◆ **WORK TASK 1**
Answer these questions using the USP 797 text:
(a) How many risk categories did the original USP Chapter 797 use?
(b) What two categories do the 2019 changes create?
(c) Where must compounding be performed for Category 2 timeframes to apply?
◆ **WORK TASK 2**
Duplicate the USP 797 text from "Category 2 –" to "Clean Room Suite.".
◆ **WORK TASK 3**
Write the next part of the USP 797 text on Beyond Use Dating, starting after its final sentence.

(TEXT PASSAGE begins)

Part 3 of our series on the 2019 USP 797 Chapter changes is focused on Beyond Use Dating, Record Keeping and Standard Operating Procedures.
Beyond Use Dating (BUD)
The assignment of a Beyond Use Date (BUD) or Time takes into consideration the chemical and physical stability of the medication compound and the sterility or risk of microbial contamination of the medication product. This is based upon the safeguards implemented during the compounding process, storage conditions, aseptic processing and whether sterile ingredients are used as a starting point in the compounding process. In the original USP Chapter 797, the foundation of assigning BUD categories were based upon the complexity of the compounding process. This resulted in three risk categories: Low, Medium and High. The assignment of the category was founded in the thought that the more ingredients and manipulations involved, the greater the risk of contamination and hence the shorter the BUD that was assigned.
The 2019 changes convert those 3 risk categories into two: Category 1 and Category 2.
Category 2 – BUD will apply provided the medication compound is prepared within a Clean Room Suite and will be assigned the proper BUD during the compounding process. Category 2 timeframes provide the longest time periods but require compounding to be performed within an environment that meets the requirements of a Clean Room Suite.

(TEXT PASSAGE ends)
(DATA EXCERPTS begins)

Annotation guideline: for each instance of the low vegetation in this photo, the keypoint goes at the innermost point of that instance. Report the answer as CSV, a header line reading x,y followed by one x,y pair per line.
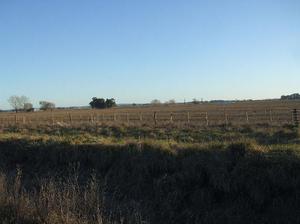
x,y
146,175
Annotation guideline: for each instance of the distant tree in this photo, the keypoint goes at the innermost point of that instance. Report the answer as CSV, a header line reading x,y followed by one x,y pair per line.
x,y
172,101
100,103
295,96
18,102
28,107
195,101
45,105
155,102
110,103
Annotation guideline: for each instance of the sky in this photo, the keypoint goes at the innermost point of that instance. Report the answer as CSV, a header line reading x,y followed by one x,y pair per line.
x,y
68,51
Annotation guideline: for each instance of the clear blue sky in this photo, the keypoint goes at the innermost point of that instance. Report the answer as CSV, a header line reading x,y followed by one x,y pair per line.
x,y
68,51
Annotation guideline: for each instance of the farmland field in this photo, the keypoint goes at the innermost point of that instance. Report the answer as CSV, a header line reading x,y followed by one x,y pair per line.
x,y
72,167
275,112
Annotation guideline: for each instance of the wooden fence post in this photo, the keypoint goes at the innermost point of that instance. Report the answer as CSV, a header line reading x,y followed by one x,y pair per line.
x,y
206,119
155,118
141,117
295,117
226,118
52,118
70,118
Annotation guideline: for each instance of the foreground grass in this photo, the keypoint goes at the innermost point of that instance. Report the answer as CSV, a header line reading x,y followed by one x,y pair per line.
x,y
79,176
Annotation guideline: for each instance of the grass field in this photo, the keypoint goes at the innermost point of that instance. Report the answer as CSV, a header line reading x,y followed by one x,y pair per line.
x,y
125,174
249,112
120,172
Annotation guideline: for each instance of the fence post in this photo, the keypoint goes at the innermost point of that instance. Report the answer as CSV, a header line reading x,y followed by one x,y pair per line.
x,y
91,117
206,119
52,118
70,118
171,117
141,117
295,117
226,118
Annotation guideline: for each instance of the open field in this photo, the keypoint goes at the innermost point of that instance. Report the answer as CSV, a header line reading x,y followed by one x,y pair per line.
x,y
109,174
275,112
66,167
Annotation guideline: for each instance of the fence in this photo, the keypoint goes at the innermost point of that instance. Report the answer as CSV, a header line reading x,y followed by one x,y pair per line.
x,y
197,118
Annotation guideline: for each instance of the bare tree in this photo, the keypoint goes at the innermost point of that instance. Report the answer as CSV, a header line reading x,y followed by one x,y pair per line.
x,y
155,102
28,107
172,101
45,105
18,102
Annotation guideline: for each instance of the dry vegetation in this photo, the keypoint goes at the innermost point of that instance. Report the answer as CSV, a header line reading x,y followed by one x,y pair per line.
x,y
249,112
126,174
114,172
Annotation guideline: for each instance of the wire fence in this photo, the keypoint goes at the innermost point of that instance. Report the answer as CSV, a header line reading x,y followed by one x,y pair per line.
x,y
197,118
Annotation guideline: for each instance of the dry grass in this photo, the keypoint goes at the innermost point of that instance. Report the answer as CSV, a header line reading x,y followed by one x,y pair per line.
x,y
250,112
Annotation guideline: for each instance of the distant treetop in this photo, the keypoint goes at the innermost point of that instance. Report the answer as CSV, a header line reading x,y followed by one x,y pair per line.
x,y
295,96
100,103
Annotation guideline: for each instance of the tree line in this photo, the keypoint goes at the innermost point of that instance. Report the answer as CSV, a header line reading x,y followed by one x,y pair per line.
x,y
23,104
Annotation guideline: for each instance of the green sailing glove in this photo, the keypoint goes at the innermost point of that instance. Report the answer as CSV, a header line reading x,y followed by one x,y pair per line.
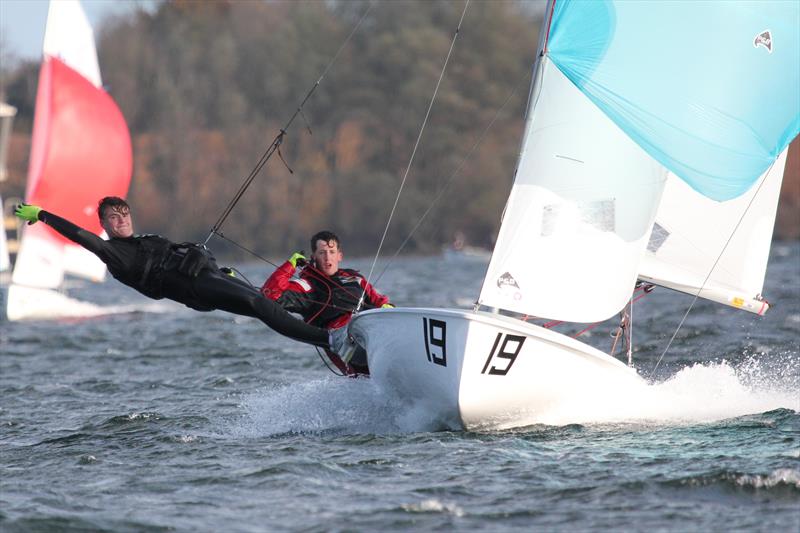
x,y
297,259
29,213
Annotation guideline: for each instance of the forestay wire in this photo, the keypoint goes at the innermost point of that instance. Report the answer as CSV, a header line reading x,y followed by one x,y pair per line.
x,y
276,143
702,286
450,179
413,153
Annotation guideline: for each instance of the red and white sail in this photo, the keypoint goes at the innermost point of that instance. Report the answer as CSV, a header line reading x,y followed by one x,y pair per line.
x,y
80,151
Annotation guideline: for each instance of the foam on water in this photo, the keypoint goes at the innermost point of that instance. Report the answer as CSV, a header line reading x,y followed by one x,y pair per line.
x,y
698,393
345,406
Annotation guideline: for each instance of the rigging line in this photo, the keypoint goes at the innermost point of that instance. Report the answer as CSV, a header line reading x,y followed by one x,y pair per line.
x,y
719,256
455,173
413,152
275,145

(DATA EXCERPTS ends)

◆ **RESPONSE BOX 1**
(a) Three: Low, Medium and High.
(b) Category 1 and Category 2.
(c) Within an environment that meets the requirements of a Clean Room Suite.

◆ **RESPONSE BOX 2**
Category 2 – BUD will apply provided the medication compound is prepared within a Clean Room Suite and will be assigned the proper BUD during the compounding process. Category 2 timeframes provide the longest time periods but require compounding to be performed within an environment that meets the requirements of a Clean Room Suite.

◆ **RESPONSE BOX 3**
Category 1 – BUD applies to all other compounded products. Category 1 BUDs and times are as follows:
- When stored at controlled room temperature of 20-25⁰ Celsius: < 12 hours
- When stored under refrigeration of 2-8⁰ Celsius: < 24 hours
The BUD or Time must appear on the label. The BUD or time is not designed to include the time it will take to administer the medication compound but is designed to define the date or time in which administration must begin.
Standard Operating Procedures (SOPs) and Recordkeeping
This series would not be complete without reinforcing the need for detailed record keeping and well-designed Standard Operating Procedures (SOPs), also known as Policies and Procedures.
Important tips on your SOPs:
- They must be reviewed at least every 12 months by your organization’s designated person.
- Review must ensure they reflect all current practices and procedures.
- Your designated Medication Compounding person is the only person who can author changes to the SOP’s. Final approval of changes should flow through your Pharmacy and Therapeutics Committee as they have assigned responsibility to oversee all processes related to medication management.
- Design a robust communication process that can be implemented when SOP changes are necessary. Remember to design your communication process to ensure the delivery of the pertinent information of the revision. Organizations often use a one page” Just the Facts” type of communication that is electronically shared with staff. This allows the organization to document acknowledgement of the communication.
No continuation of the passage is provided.